Retome o texto sobre o grupo "Teatro Invisível" e continue a partir da última frase dele.

• **Texto selecionado**

════════════════

A investigação da PF aponta que os atores se misturavam entre os 441 mil habitantes de São João de Meriti, a 28 quilômetros do centro do Rio de Janeiro, e até falavam com um jeitinho local para ninguém desconfiar. 

Depois de cada conversa, a “trupe da fofoca” anotava tudo: quem poderia votar no candidato deles, quem mudava de opinião e quem desistia de votar no concorrente. Se o desempenho fosse bom, poderia até rolar um bônus no pagamento.

Uma estratégia mais ousada chegou a ser cogitada pelos envolvidos no esquema: usar mulheres que trabalhavam em boates da cidade para chamar a atenção de quem não acompanhava a política de perto. Mas a ideia não foi para frente, porque acreditavam no potencial dos atores de rua.

Operação Teatro Invisível: atores são treinados para espalhar fake news sobre candidato adversário — Foto: Reprodução

“TEATRO INVISÍVEL”

Era assim que o grupo era conhecido porque se camuflava em espaço público sem que as pessoas percebessem. A encenação rolou em ao menos 13 cidades do Rio de Janeiro, entre as eleições de 2016 e 2024: Araruama, Belford Roxo, Cabo Frio, Carapebus, Guapimirim, Itatiaia, Mangaratiba, Miguel Pereira, Nova Iguaçu, Paracambi, Paraty, São João de Meriti e Saquarema. A investigação resolveu se concentrar no caso de São João do Meriti — que foi mais assombroso.

Proposta de orçamento do ‘Teatro Invisível’ — Foto: Reprodução

GRUPOS DE WHATSAPP

A atuação da trupe fica evidente em mensagens trocadas entre os suspeitos em grupos de WhatsApp nomeados como Equipe Teatro Invisível 2024 e Teatro/Coordenação. Os diálogos foram obtidos pelos investigadores. Um deles mostra como o grupo fabricou e espalhou uma notícia falsa sobre uma conexão inexistente entre o candidato visto como opositor, Léo Vieira (Republicanos), e o assassinato da vereadora Marielle Franco (PSOL), em 2018. Após enviar um print manipulado, um dos investigados orientou como difundir a fake news boca a boca nas ruas: “Dá uma lida nessa notícia aí e bota pra fofoca”.

Em outro diálogo encontrado pela PF, uma das integrantes da equipe fez uma análise sobre a distribuição da localização dos atores nos bairros. “Essa área não tem muita movimentação”, afirmou. “Quando é no Centro, a gente consegue um número melhor”, acrescentou. Os deslocamentos dos artistas eram monitorados em um mapa com anotações em post-its coloridos, apreendido pela PF.

════════════════

• **Dados registrados**
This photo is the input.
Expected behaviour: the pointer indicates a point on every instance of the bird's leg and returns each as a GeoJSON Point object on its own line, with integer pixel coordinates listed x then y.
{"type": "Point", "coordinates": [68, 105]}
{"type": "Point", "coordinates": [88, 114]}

════════════════

• **Resposta do exercício**
Conversas sobre repasses entre a “TRUPE DA FOFOCA” — Foto: Reprodução

O valor recebido por ator, segundo um documento encontrado pela PF com um dos investigados, podia chegar a R$2.500, com mais R$2.200 de ajuda de custo para alimentação (café da manhã, almoço e jantar), transporte e outros gastos durante a abordagem. Já o coordenador dos artistas receberia R$5 mil. Com isso, um pacote de seis integrantes do grupo, junto com o supervisor, ficaria por R$33.200 por mês.

 

A investigação não aponta a origem dos recursos utilizados para financiar as encenações. A empresa de um dos réus recebeu R$406 mil da campanha do deputado estadual Valdecy da Saúde (PL) para fornecer materiais impressos, como bandeiras, adesivos e santinhos, segundo dados do Tribunal Superior Eleitoral (TSE). Em nota, o candidato favorecido pelas encenações afirmou que “não figura como indiciado ou envolvido nos autos do processo que apura prática de crimes eleitorais” e que está “à disposição da Justiça para prestar qualquer esclarecimento”.

Valdecy ficou em segundo lugar nas eleições de São João de Meriti, com 33,37% dos votos válidos. O também deputado estadual Léo Vieira (Republicanos), que foi atacado nas ruas pelo Teatro Invisível e denunciou o esquema para a PF, foi eleito prefeito em primeiro turno, com 50,39%.